• [Supplied text]:
== Segment start ==

If the problem is only in the input text, the best solution is translate it, I think that better than try to train a model with only spanish texts, or translate the english texts to spanish before.
Thanks for chiming in.
You’re right on.
The problem with translations in our use case (which, for context, is working with clinical notes taken by doctors) is that doctors use specific terminology and lingo that is not used by the general public. So certain expressions can have a particular meaning that a simple translation engine might not easily translate.
In any case, we are validating that assumption first.
Looks like the main problem is the lack of Spanish medical content. So, it would be best if you started there. How can you acquire a good amount of this kind of content? Medical magazines, journals, etc? Maybe also consider just content in Spanish but not necessarily medical.
Also, maybe you could consider enrolling in the course Finetuning Large Language Models from Deeplearning.ai.
I added some papers that could be of interest:
The chinchilla paper shows how much data is necessary to train an LLM.
[2203.15556] Training Compute-Optimal Large Language Models
This Flan paper also has some interesting orientation about instruction finetuning.
[2301.13688] The Flan Collection: Designing Data and Methods for Effective Instruction Tuning
Hey @leonardo.pabon , thanks a lot for your reply.
Those are very good tips. Thank you!
Could I create synthetic data like the EMRBots clinical dataset?
I will check the papers and the course.
To use synthetic data, you would need an LLM that generates good content in Spanish. Maybe some existing model is good enough at that. Otherwise, you would need to finetune a model on that. I read about some people finetuning Llama in Portuguese with supposedly improved results.
Another interesting source is the Alpaca paper. They used GPT to generate synthetic data to create Alpaca.
@leonardo.pabon your insights are super helpful, man.
Thanks a lot for taking the time to share them with me. I appreciate them very much.
It’s good to be helpful. I am Brazilian and spent some time thinking about LLM performance in Portuguese.

== Segment end ==

• [Questions on the material]:
1 – Answer these from the forum thread:
(a) What kind of material does the use case involve?
(b) According to the thread, what does the chinchilla paper show?
(c) What was used to generate synthetic data to create Alpaca?
2 – Decide whether each statement agrees with the forum thread, and back each yes or no with the deciding words from the thread.
(a) The thread suggests a course from Deeplearning.ai on finetuning large language models.
(b) The writer of the last post says they are Spanish.
(c) The Flan paper is described as offering guidance on instruction finetuning.

• [Extracted data]:
== Segment start ==

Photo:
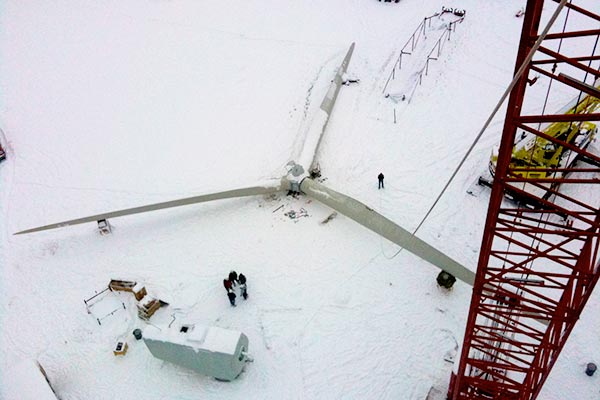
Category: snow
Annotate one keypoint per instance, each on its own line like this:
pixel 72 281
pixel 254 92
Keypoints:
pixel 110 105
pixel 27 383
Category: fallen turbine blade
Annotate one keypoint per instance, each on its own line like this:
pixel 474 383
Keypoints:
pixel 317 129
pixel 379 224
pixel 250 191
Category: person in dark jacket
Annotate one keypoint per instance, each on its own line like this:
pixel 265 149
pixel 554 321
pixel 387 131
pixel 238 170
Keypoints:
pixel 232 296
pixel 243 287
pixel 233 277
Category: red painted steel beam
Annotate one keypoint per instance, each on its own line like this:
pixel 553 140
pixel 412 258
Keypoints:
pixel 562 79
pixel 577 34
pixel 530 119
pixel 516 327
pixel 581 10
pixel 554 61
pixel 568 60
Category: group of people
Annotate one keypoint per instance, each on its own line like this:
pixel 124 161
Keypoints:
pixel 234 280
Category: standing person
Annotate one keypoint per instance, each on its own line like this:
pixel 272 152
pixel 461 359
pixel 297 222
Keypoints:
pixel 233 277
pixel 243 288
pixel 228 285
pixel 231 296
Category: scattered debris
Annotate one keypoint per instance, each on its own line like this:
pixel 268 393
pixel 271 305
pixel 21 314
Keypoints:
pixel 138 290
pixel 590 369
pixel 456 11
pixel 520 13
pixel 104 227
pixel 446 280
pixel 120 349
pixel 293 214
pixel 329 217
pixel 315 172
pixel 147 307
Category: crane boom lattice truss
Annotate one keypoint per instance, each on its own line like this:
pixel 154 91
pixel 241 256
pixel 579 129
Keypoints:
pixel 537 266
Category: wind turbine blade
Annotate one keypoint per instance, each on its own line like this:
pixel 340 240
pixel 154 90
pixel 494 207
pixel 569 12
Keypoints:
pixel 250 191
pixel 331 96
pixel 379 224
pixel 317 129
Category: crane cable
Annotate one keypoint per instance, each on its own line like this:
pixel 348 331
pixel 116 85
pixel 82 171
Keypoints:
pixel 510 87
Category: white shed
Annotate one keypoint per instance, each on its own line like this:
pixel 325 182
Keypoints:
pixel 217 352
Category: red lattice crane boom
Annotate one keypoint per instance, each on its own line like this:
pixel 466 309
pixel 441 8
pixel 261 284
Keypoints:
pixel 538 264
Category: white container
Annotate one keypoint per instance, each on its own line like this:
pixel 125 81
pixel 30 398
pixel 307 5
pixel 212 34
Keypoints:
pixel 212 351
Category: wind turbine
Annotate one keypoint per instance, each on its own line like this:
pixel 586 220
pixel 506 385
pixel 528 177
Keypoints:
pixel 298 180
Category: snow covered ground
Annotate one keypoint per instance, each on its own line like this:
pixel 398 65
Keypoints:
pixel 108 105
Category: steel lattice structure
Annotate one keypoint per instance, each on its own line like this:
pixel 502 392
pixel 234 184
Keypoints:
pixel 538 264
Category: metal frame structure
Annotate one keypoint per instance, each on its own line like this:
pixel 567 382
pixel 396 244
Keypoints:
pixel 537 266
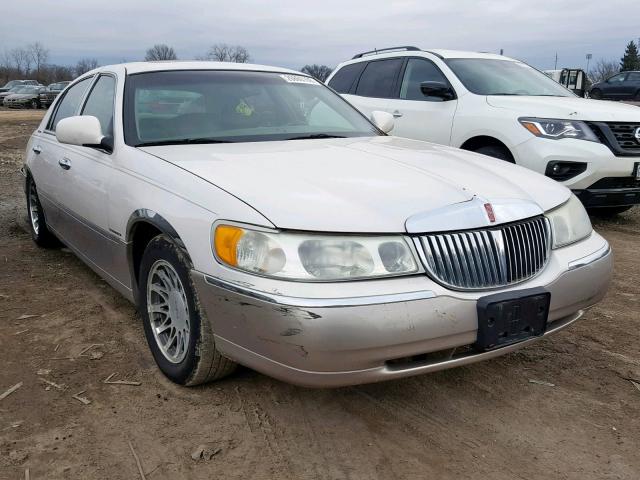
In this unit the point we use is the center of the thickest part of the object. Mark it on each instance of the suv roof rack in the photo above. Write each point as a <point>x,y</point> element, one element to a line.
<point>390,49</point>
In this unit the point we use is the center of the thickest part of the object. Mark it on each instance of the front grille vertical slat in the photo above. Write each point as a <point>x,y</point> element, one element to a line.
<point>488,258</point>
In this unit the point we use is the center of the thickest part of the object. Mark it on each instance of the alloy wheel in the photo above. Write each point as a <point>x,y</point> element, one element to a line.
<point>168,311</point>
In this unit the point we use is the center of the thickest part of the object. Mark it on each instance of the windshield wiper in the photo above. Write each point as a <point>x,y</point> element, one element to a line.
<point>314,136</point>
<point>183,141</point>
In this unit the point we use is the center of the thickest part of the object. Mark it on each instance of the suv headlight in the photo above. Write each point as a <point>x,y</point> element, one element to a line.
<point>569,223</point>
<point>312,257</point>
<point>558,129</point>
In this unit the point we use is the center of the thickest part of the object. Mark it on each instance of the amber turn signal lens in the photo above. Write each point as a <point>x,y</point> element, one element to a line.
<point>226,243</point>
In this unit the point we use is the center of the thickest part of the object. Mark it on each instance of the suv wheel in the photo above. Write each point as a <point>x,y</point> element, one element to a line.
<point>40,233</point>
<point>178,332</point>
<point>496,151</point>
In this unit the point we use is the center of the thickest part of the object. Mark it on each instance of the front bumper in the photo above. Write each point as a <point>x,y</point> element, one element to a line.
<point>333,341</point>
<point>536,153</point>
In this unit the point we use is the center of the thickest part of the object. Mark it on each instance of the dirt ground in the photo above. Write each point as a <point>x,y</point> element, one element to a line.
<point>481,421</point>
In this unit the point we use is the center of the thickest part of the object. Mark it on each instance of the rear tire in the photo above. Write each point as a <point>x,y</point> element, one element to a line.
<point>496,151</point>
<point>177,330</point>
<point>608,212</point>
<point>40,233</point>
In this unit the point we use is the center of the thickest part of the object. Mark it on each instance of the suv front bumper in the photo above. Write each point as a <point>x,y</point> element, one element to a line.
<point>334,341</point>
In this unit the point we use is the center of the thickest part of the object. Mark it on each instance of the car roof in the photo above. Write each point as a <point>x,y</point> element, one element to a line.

== Segment end ==

• [Activity answers]:
1 –
(a) Clinical notes taken by doctors.
(b) How much data is necessary to train an LLM.
(c) GPT.

2 –
(a) Yes: "maybe you could consider enrolling in the course Finetuning Large Language Models from Deeplearning.ai."
(b) No: "I am Brazilian and spent some time thinking about LLM performance in Portuguese."
(c) Yes: "This Flan paper also has some interesting orientation about instruction finetuning."